* [PROBLEMS]:
1) Using the sermon below, decide whether each statement agrees with it. Answer yes or no and quote the words that settle it. (a) The day's readings came from Acts and Luke. (b) The names Tabitha and Dorcas both mean Gazelle. (c) Peter fished on the Sea of Galilee with his brother James.
2) Answer these questions from the sermon below:
(a) By what name is Joppa now known?
(b) Whom did Jesus heal of a fever at Peter's home?
(c) How many times did Peter deny knowing Jesus?

* [TEXT EXTRACT]:
Easter 4

Sunday 21st April 2013

Easter 4

Readings: Acts 9:36-end, John 10:22-30

 Heavenly Father, as we come to hear your written word this morning, draw us ever closer to your Living Word, Jesus Christ our Lord.  Amen.

 I have been really impressed over the last couple of months to see how, when Clifford is preaching, he makes such use of visual aids.  I am conscious that that is something I don’t do very much but I thought today that I would give it a go.  I want to use something that is very close to the hearts of both myself and my children.

[Holds up Jaffa Cake]

Any idea why I may be holding a Jaffa Cake?

The story that we shall be thinking about this morning, from the reading in Acts, concerns the healing of a women who lived in the town of Joppa.  Joppa is the ancient name of the port town in Israel which is now known by the name of, you guessed it, Jaffa – which is the place after which the oranges are named.

[Eats Jaffa cake]

They didn’t die in vain.

So, todays reading from Acts concerns the apostle Peter being called to the town of Joppa because a disciple called Tabitha or Dorcas (which both mean Gazelle) had been taken ill and died and the church wanted Peter to use his healing power on her.  And I shall look at that passage in more detail in a moment but I wanted to think about this story in its wider context, because I hope that that will say even more to us.

We get so used to looking at short passages of scripture that we sometimes fail to join up the dots and therefore to appreciate the bigger picture.  So I don’t just want to think about Peter’s healing of Tabitha but I also want to think about the amazing journey of Peter himself, from what he was to what he became.

The first time we encounter the man Peter, also called Simon Peter, he was a fisherman who worked on the Sea of Galilee with his brother Andrew.  Jesus called both Peter and Andrew by saying:  “Follow me and I shall make you fish for people” and they left their nets and followed him.

The next we hear of Peter, in the gospel of Matthew, is when Jesus visits his Peter’s home and his mother-in-law is sick and in bed with a fever.  It says here “insert mother-in-law joke” but I would never insult my mother in law.  We have a very special relationship – it’s a bit like the one between America and North Korea.

So Peter’s mother in law had a fever and was lying in bed unwell and Jesus healed her and she got up and started serving them.  In the context of Peter’s healing of Tabitha this is interesting.

A few chapters on, in Matthew 10, Jesus called all 12 of this disciples together, including Peter, gave them authority to heal others and sent them out like sheep among wolves with explicit instructions to heal the sick and raise the dead.

Now it would have been very easy, wouldn’t it, for the writers of the gospels to have tried to portray the apostles and disciples as being saint like and perfect from the start.  However, one of the things that makes the gospels so authentic for me is that they don’t shy away from the human fallibilities of even people like Peter.

Can we think of some ways that Peter is shown as being less than perfect?

When Jesus walked on water Peter tried to copy him but had to be rescued by Jesus who called him “You of little faith.”

When Jesus took Peter up the mountain and was transfigured Peter started gabbling away about putting up tents for everyone.

Even though Peter was the first to acknowledge Jesus as the Christ following his arrest Peter denied even knowing Jesus three times and was nowhere to be seen at the foot of the cross – in fact he returned, briefly, to his old life as a fisherman.

* [SUPPLIED INFORMATION]:
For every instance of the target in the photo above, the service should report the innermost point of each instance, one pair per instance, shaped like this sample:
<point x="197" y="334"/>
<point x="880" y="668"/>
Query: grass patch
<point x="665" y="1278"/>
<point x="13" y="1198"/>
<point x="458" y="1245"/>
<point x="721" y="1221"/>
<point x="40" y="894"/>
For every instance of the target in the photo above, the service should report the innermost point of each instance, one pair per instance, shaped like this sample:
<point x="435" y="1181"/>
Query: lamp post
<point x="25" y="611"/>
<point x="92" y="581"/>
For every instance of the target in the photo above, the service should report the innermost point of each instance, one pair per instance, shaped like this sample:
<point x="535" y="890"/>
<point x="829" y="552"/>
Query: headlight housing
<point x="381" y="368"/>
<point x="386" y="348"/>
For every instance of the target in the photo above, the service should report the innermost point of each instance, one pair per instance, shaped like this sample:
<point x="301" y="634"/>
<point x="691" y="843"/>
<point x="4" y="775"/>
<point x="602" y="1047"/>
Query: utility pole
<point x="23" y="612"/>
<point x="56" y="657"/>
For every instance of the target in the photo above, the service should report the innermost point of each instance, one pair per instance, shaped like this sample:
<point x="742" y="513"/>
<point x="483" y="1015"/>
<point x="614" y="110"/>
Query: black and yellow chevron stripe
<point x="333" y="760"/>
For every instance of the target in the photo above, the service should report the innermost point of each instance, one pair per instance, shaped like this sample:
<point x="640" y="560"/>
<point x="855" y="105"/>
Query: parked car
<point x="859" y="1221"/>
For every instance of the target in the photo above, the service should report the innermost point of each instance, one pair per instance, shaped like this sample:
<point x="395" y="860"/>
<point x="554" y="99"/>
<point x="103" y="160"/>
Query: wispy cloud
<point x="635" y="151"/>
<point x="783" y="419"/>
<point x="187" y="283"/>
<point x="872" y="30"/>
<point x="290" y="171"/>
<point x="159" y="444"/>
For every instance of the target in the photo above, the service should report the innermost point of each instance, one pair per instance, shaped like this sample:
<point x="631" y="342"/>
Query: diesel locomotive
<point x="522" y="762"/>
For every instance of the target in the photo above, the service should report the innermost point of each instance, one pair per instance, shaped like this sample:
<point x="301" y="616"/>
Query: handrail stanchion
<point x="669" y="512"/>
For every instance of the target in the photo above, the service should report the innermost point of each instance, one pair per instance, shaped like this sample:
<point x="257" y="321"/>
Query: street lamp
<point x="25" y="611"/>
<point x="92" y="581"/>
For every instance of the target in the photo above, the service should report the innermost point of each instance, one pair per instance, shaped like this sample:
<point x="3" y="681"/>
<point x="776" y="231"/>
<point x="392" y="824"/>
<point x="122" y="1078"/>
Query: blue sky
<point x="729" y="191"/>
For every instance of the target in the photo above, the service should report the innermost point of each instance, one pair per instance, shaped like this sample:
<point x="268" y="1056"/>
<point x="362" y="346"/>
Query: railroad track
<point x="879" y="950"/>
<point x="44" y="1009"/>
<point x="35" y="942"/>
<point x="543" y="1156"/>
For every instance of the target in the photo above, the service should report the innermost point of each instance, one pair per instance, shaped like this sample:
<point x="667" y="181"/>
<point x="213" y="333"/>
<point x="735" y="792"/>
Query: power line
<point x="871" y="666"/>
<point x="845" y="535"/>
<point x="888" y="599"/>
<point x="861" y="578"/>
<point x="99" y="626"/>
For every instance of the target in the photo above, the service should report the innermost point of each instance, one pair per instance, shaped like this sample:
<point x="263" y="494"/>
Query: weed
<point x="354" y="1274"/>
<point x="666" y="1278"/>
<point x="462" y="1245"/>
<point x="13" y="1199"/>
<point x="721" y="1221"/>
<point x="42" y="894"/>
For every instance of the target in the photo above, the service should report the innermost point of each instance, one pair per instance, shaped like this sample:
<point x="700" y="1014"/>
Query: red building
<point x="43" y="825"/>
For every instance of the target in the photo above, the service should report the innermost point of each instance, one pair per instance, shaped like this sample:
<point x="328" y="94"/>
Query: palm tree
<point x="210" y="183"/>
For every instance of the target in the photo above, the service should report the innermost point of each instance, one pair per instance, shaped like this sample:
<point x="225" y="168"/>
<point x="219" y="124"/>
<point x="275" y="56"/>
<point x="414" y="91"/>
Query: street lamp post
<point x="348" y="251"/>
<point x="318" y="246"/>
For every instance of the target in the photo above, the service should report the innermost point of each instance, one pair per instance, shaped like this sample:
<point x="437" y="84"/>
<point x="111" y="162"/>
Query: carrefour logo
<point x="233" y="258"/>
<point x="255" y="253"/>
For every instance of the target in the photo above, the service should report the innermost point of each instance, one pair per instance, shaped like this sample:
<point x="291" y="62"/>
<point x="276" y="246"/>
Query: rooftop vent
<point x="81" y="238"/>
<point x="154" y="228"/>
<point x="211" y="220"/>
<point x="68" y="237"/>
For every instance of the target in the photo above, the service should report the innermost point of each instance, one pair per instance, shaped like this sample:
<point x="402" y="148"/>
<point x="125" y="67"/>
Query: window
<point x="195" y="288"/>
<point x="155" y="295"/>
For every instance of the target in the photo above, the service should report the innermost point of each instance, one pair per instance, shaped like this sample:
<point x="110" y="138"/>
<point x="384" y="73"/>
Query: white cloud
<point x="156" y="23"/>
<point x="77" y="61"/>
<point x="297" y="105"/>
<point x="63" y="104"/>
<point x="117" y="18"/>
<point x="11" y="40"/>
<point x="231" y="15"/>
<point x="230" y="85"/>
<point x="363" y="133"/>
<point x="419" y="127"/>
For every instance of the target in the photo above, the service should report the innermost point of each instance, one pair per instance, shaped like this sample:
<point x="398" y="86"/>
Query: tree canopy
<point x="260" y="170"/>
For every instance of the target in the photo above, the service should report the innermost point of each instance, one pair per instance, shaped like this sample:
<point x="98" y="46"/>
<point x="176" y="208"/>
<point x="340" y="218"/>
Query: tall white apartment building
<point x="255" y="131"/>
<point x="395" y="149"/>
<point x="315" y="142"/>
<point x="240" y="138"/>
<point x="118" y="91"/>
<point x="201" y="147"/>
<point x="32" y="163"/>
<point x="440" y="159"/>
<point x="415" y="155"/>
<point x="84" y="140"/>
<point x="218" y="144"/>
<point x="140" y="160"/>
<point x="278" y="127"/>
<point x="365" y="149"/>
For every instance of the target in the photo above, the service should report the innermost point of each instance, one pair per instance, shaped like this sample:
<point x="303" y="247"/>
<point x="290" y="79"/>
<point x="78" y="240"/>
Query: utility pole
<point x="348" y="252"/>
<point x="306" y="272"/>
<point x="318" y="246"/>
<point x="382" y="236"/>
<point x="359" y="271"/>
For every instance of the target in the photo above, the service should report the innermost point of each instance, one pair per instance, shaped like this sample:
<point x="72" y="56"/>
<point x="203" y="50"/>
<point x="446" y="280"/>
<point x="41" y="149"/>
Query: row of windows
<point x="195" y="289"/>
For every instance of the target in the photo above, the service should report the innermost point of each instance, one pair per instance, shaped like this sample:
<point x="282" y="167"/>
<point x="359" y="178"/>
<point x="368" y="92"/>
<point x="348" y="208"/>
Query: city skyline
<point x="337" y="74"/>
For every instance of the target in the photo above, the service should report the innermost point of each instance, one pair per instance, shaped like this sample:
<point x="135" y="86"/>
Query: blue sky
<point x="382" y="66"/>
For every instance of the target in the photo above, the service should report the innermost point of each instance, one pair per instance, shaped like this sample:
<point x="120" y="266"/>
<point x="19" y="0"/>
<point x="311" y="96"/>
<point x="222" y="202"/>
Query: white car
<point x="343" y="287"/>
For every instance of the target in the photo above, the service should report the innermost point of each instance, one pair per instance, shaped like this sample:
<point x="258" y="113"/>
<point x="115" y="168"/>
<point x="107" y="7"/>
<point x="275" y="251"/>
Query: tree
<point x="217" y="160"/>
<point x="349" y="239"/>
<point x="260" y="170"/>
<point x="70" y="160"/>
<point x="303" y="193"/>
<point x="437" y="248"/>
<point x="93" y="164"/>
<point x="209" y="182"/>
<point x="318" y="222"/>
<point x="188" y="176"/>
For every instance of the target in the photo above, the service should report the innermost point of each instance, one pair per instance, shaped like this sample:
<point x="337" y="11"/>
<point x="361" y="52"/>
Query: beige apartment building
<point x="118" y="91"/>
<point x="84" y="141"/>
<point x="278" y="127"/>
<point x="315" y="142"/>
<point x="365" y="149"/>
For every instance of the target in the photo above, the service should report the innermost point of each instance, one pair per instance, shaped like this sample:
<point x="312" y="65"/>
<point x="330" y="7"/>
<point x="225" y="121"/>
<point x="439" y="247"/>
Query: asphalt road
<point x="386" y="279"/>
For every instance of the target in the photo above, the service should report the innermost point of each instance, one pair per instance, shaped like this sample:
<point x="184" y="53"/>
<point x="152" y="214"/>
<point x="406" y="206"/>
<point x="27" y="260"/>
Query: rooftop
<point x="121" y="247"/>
* * *
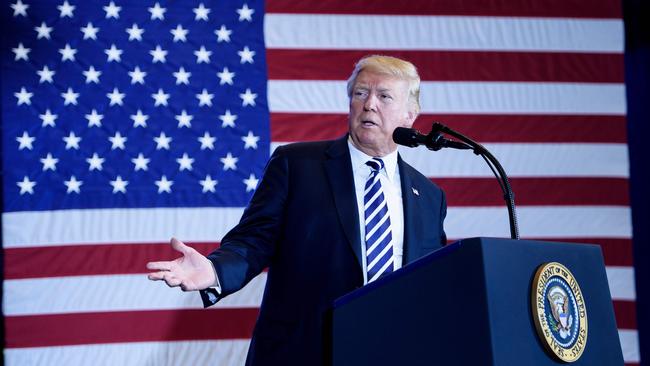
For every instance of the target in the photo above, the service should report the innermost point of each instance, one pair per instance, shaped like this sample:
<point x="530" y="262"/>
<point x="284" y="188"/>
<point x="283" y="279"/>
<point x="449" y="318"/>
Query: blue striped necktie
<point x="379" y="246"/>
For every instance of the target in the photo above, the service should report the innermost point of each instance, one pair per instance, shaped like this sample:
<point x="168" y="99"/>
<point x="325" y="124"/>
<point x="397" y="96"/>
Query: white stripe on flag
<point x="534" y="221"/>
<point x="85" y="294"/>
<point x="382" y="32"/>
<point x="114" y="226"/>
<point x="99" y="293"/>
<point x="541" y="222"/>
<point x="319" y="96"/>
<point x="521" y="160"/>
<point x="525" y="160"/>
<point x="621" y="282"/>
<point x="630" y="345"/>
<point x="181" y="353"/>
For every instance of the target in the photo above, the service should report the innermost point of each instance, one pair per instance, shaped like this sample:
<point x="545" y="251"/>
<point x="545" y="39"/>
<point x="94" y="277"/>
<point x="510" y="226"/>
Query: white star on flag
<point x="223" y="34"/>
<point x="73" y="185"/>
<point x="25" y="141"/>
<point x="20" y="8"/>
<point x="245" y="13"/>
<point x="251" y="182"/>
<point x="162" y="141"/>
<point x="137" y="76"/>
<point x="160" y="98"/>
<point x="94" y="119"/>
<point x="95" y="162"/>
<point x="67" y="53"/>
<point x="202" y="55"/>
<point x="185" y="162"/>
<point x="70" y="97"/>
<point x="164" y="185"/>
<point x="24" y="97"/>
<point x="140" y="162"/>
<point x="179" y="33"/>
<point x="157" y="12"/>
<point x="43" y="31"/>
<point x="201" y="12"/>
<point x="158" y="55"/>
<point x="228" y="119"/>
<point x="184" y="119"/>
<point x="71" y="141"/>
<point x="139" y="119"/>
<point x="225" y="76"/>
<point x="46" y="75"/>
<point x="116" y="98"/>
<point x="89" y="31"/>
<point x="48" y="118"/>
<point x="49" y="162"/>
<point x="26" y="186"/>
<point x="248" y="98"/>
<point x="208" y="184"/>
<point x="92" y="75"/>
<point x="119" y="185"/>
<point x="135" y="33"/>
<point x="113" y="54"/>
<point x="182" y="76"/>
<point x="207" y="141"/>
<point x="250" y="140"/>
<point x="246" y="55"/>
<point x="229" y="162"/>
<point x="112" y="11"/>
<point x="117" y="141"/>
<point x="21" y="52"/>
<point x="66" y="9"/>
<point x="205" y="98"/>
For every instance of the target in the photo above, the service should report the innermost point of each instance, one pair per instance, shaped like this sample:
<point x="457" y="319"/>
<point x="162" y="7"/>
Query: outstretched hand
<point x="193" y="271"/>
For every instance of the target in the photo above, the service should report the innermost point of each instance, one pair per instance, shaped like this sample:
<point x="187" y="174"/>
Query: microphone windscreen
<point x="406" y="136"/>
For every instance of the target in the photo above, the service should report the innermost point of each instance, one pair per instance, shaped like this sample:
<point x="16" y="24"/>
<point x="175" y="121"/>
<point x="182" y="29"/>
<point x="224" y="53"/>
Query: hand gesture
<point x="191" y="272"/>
---
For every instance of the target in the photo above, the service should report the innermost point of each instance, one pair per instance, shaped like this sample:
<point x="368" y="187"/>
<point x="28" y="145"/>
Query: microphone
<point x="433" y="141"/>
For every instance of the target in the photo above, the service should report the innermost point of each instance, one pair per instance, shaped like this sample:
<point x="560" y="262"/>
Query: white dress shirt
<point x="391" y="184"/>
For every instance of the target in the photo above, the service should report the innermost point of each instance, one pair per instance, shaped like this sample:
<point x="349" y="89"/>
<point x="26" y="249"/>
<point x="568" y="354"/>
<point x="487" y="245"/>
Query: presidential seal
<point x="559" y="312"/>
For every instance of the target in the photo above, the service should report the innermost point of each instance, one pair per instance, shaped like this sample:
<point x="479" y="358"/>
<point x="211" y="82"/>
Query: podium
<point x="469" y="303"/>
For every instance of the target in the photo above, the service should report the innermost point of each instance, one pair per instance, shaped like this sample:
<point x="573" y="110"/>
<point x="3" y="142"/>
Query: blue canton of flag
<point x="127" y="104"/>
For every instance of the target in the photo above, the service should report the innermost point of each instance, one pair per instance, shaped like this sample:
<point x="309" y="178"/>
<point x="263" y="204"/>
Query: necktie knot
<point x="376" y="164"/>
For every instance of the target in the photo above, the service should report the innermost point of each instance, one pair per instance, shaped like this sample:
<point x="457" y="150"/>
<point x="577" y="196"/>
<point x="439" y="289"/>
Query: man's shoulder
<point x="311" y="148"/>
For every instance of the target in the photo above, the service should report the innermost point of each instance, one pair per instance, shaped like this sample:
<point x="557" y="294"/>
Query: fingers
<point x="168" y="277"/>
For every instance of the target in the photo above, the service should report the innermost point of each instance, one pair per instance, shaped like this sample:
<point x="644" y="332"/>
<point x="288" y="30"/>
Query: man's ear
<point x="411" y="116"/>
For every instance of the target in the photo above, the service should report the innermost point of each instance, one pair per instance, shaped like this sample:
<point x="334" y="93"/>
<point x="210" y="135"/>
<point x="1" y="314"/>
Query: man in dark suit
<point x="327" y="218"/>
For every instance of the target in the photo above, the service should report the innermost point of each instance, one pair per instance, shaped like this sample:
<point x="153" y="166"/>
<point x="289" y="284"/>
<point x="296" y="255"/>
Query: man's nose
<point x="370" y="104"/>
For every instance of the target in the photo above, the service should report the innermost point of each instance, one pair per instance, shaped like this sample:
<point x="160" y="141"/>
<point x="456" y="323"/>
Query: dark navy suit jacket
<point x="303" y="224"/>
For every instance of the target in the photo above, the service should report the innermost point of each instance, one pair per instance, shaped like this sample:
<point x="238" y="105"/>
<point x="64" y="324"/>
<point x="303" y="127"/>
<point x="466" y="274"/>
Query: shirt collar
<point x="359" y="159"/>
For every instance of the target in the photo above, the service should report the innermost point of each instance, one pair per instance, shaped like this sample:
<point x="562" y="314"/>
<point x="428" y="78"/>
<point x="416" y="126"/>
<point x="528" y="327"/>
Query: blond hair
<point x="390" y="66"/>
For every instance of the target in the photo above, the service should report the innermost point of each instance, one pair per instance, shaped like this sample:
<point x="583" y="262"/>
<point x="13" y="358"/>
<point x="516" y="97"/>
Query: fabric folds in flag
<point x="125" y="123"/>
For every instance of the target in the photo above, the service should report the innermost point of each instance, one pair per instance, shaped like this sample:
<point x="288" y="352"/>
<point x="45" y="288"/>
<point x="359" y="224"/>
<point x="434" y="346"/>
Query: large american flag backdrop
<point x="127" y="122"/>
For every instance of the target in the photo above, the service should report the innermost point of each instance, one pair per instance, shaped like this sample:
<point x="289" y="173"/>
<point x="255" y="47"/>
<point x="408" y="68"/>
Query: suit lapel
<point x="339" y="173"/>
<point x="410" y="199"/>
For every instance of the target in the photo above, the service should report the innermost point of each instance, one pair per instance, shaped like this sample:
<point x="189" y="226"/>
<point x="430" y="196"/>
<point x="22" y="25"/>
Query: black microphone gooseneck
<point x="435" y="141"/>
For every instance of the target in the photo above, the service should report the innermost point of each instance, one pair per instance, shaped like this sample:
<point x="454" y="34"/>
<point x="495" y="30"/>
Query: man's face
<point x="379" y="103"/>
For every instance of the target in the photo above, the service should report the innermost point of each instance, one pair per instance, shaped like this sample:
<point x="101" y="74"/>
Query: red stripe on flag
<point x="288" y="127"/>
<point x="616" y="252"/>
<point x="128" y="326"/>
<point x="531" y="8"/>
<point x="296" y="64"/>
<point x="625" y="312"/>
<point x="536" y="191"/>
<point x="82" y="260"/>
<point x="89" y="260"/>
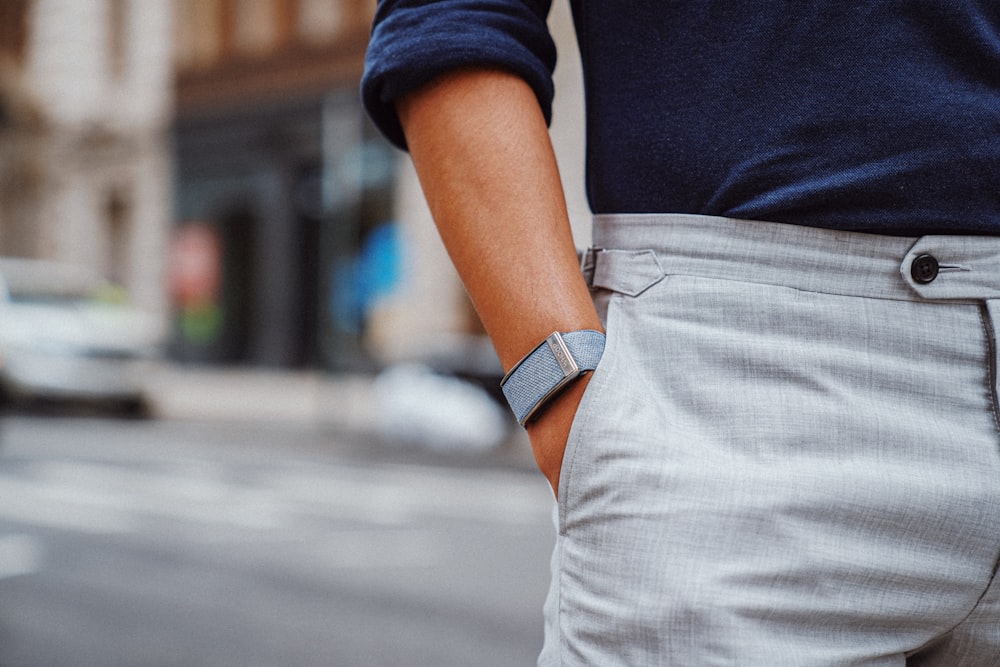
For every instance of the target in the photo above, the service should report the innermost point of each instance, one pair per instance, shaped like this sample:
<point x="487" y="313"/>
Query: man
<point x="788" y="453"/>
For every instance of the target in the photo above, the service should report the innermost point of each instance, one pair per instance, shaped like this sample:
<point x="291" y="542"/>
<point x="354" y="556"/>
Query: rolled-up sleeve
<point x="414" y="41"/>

* [SOLUTION LIST]:
1)
(a) No: "Readings: Acts 9:36-end, John 10:22-30"
(b) Yes: "a disciple called Tabitha or Dorcas (which both mean Gazelle)"
(c) No: "he was a fisherman who worked on the Sea of Galilee with his brother Andrew"

2)
(a) Jaffa
(b) Peter's mother-in-law
(c) Three times